--- Available records ---

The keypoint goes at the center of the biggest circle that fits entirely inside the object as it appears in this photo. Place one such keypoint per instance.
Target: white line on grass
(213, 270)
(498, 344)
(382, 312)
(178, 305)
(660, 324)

---

> Your instructions: Rewrite the lines above, changing every "grass" to "turf" and keeping everything else the same.

> Correct result:
The keypoint goes at the center of the biggest circle that fits entirely inside the object as it appears in this photo. Place one such keypoint per instance.
Target: white line on turf
(213, 270)
(498, 344)
(382, 312)
(178, 305)
(660, 324)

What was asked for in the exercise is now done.